---------- DATA TO USE

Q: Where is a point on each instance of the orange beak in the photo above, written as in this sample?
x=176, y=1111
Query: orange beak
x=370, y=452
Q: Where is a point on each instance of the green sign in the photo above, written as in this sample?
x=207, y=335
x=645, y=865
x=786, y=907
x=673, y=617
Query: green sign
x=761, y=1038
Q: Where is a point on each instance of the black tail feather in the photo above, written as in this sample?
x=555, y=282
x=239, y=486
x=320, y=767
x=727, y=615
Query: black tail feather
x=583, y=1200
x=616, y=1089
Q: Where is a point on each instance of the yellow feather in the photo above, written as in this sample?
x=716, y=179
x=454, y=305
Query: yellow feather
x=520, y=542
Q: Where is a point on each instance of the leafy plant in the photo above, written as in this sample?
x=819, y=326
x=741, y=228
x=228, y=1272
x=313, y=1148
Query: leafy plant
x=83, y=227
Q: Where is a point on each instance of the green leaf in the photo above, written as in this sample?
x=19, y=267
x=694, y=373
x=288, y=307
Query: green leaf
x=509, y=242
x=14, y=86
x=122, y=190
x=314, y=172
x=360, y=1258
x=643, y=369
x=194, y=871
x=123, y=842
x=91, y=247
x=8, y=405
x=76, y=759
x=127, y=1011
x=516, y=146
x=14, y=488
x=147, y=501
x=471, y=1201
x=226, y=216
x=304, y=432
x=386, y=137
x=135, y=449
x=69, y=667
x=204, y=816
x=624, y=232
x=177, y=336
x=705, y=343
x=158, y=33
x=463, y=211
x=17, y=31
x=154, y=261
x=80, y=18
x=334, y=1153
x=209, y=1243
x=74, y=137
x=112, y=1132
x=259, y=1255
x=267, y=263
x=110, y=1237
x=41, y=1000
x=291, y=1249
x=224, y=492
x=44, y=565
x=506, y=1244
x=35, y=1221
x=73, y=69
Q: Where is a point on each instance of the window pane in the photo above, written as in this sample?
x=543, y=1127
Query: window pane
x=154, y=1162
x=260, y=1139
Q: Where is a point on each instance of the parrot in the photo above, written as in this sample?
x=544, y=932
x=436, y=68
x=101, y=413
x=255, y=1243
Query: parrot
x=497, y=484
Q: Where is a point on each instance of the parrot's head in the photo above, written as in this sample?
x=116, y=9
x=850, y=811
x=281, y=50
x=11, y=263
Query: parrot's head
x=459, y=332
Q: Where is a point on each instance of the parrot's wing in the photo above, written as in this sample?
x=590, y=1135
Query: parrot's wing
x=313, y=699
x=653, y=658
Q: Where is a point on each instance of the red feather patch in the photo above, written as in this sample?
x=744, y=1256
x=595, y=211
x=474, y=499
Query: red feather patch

--------------------

TASK INSTRUCTIONS: Copy out every row above line for line, with no changes to any character.

RESPONSE:
Q: Where is a point on each instance of the orange beak in the photo above, written as in this sample?
x=176, y=1111
Query: orange beak
x=370, y=452
Q: Where is a point on each instance of the green sign in the photo above, written as in this sample?
x=207, y=335
x=645, y=865
x=786, y=907
x=673, y=617
Query: green sign
x=761, y=1038
Q: Where is a point on each instance of the black tail feather in the photo above, written as in this sample?
x=555, y=282
x=239, y=486
x=320, y=767
x=727, y=615
Query: black tail feather
x=583, y=1200
x=616, y=1089
Q: Where is a point on each instance of the yellow feather in the photo above, written as in this sample?
x=716, y=179
x=454, y=305
Query: yellow feather
x=520, y=542
Q: Where is a point on each instance of the leafy plant in the photo above, written as in this sample?
x=819, y=326
x=741, y=228
x=228, y=1272
x=313, y=1148
Query: leafy plant
x=83, y=227
Q: Where is a point on each instance of the green leaf in the photo above, written as in this sample?
x=19, y=267
x=694, y=373
x=288, y=307
Query: green leaf
x=509, y=242
x=14, y=86
x=122, y=190
x=314, y=172
x=360, y=1258
x=643, y=369
x=194, y=871
x=123, y=842
x=91, y=247
x=8, y=405
x=76, y=759
x=127, y=1011
x=516, y=146
x=14, y=488
x=147, y=501
x=471, y=1201
x=226, y=216
x=304, y=432
x=386, y=137
x=135, y=449
x=69, y=667
x=204, y=816
x=624, y=232
x=177, y=336
x=705, y=343
x=158, y=33
x=463, y=211
x=17, y=31
x=154, y=261
x=80, y=18
x=334, y=1153
x=209, y=1243
x=74, y=137
x=112, y=1132
x=259, y=1255
x=267, y=263
x=110, y=1237
x=41, y=1000
x=291, y=1249
x=224, y=492
x=44, y=565
x=506, y=1244
x=35, y=1221
x=73, y=69
Q: Where is a point on each instance of the window pane in the photo above, written as in this sample?
x=543, y=1127
Query: window pane
x=154, y=1162
x=260, y=1139
Q: Where is a point on each instance of the parrot in the photo above, written as in this sample?
x=544, y=932
x=436, y=68
x=101, y=413
x=255, y=1243
Query: parrot
x=497, y=484
Q: Where is a point on each instance of the parrot's head in the photo above, written as in this sample?
x=116, y=9
x=850, y=811
x=281, y=50
x=11, y=263
Query: parrot's head
x=459, y=332
Q: Where is a point on each instance of the parrot's wing in the photo above, written as in this sample?
x=590, y=1135
Query: parrot's wing
x=313, y=699
x=653, y=658
Q: Where is a point on each instance of the red feather patch in the photo above, written as in this sample?
x=744, y=1256
x=595, y=211
x=474, y=499
Query: red feather patch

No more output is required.